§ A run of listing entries
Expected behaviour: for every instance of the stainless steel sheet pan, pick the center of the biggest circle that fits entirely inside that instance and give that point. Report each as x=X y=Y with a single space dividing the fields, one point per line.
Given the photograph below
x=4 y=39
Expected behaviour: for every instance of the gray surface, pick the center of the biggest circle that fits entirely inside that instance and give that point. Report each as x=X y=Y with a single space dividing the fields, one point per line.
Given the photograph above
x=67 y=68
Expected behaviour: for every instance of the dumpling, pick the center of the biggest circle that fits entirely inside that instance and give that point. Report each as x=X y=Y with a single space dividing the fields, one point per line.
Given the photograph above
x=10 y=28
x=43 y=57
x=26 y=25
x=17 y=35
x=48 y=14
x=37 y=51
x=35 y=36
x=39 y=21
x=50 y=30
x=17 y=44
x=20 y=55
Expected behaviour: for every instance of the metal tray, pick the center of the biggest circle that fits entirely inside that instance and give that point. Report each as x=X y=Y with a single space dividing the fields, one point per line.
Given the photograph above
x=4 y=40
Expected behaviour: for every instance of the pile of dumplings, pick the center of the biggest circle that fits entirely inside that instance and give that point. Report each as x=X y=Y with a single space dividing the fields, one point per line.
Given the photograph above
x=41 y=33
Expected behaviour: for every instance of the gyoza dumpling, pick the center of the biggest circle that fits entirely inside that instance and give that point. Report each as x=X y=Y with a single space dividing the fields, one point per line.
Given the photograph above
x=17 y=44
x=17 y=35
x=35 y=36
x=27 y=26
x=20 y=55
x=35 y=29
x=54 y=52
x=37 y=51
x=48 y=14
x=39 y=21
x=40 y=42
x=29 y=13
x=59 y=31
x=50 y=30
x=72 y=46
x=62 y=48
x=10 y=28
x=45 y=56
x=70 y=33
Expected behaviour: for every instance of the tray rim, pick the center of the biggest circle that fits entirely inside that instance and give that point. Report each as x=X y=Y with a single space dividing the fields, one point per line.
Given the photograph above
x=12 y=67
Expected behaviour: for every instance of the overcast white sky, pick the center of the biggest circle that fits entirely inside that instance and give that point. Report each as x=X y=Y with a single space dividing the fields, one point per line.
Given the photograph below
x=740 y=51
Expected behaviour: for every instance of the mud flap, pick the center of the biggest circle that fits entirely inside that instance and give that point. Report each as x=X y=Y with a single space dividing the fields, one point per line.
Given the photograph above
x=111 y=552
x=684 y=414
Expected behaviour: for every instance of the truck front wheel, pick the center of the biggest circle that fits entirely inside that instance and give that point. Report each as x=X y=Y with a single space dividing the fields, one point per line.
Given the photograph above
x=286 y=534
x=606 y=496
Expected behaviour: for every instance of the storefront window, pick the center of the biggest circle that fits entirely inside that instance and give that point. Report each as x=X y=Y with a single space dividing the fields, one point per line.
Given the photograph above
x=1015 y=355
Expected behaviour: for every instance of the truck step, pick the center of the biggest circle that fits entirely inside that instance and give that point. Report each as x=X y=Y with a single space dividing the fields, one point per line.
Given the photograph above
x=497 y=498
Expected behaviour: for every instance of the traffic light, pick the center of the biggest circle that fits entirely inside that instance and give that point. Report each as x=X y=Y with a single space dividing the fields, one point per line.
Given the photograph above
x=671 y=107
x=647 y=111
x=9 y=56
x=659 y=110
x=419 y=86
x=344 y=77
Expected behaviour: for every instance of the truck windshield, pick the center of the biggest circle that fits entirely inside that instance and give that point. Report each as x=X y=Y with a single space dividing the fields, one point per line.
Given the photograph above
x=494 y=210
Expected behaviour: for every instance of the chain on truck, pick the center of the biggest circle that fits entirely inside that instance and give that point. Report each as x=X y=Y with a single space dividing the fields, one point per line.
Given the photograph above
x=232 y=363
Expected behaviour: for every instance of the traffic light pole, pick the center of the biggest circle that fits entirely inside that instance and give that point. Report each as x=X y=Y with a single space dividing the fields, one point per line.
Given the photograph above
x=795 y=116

§ Task
Rewrite the listing above, substituting "largest circle" for every occurrence of "biggest circle" and leaving all else unchanged.

§ The completed task
Expected behaviour: for every instance of the stainless steel sheet pan, pick the center of the largest circle that fits entirely inside that instance and give that point. Report each as x=X y=Y with a single space dividing the fields, one point per line.
Given the photograph below
x=4 y=39
Expected behaviour: for every instance of the gray surface, pick the center of the largest circle that fits entirely inside that instance and give that point. Report each as x=X y=Y with a single space dividing the fields, one point per line.
Given the photograph above
x=67 y=68
Expected behaviour: for every instance of the dumpling, pick the center of the largest circle that fits entirely inside that instance and give that point. Report each as x=X y=Y with a single space dividing the fields, one point per line.
Given the photograph above
x=10 y=28
x=43 y=57
x=26 y=25
x=17 y=35
x=48 y=14
x=37 y=51
x=35 y=36
x=39 y=21
x=50 y=30
x=17 y=44
x=20 y=55
Expected behaviour: for every instance of the metal tray, pick the center of the largest circle that fits entirely inside that instance and give that point. Report each as x=X y=Y with a single space dividing the fields, one point per line.
Given the photograph above
x=4 y=40
Expected behaviour: for every instance of the pile of dumplings, pick the center of the largest circle that fits entirely inside that instance and give that point. Report each as x=X y=Y with a single space dividing the fields, one point per line.
Given the photograph above
x=41 y=33
Expected behaviour: for every instance of the gyoza dumpling, pick the center of the largest circle that fits entirely inside that instance and give that point. Report each as x=X y=Y with a single space dividing the fields, one point per line.
Given the photograph above
x=17 y=44
x=17 y=35
x=35 y=36
x=27 y=26
x=20 y=55
x=35 y=29
x=54 y=52
x=37 y=51
x=48 y=14
x=39 y=21
x=40 y=42
x=29 y=13
x=59 y=31
x=50 y=30
x=72 y=46
x=62 y=48
x=10 y=28
x=45 y=56
x=70 y=33
Expected behaviour: for every instance of the tray rim, pick the center of the largest circle that fits entirely inside that instance and give that point. Report each as x=X y=Y with a single space dividing the fields, one point per line.
Given the photograph above
x=12 y=67
Expected behaviour: for every instance of the overcast white sky, pick the center of the largest circle that fits entirely inside that instance and give that point. Report each as x=X y=Y with a single space dividing the fields, one point per line.
Given the photograph below
x=740 y=51
Expected behaviour: for every instance of the mud flap, pick the center of the largest circle that fits entirely inside that instance and give that point. Report each as x=X y=Y with a single space dividing the fields, one point per line.
Given the photograph above
x=111 y=552
x=684 y=414
Expected behaviour: for every instance of the truck front wheel, pick the center of the largest circle that fits entirely inside that instance and give that point. Report each as x=X y=Y with a single space dividing the fields, one point per line.
Given the photograph above
x=286 y=534
x=606 y=496
Expected behaviour: for every instance of the storefront window, pick the center of the largest circle that fits entirely inside that instance and give that point. Report each as x=X y=Y with a single space dividing the fields, one point per line.
Given the photograph above
x=1015 y=355
Expected behaviour: for every instance of the truck step, pick the center of the largest circle that fits entirely inside that instance and give that point. Report each as x=X y=Y with a single space dividing the fields, one point per line.
Given the photograph above
x=497 y=498
Expected behaviour: for every instance of the traffic light, pick the center of the largest circle that fits entirely inside that instance and give that point. Report each as x=X y=Y with a single space dividing the fields, one point per line.
Given the photograph above
x=671 y=107
x=647 y=111
x=9 y=56
x=659 y=110
x=419 y=86
x=344 y=77
Expected behaviour: for every instance of the truck windshield, pick the center of the largest circle that fits entirely inside that instance and give that point. Report each as x=X y=Y with a single space dividing the fields, one point per line.
Given the photograph above
x=494 y=210
Expected behaviour: for every instance of the chain on truck, pick the center of the largest circle that fits entirely inside that instance and give that point. Report each as x=X y=Y with a single space dividing the fields, one point per line.
Given the photograph above
x=232 y=363
Expected behaviour: for every instance of the traffic light pole, pick the center of the largest circle that fits entirely inside that instance and give that point. Report each as x=X y=Y with a single space dividing the fields, one point per line.
Given the photograph above
x=795 y=116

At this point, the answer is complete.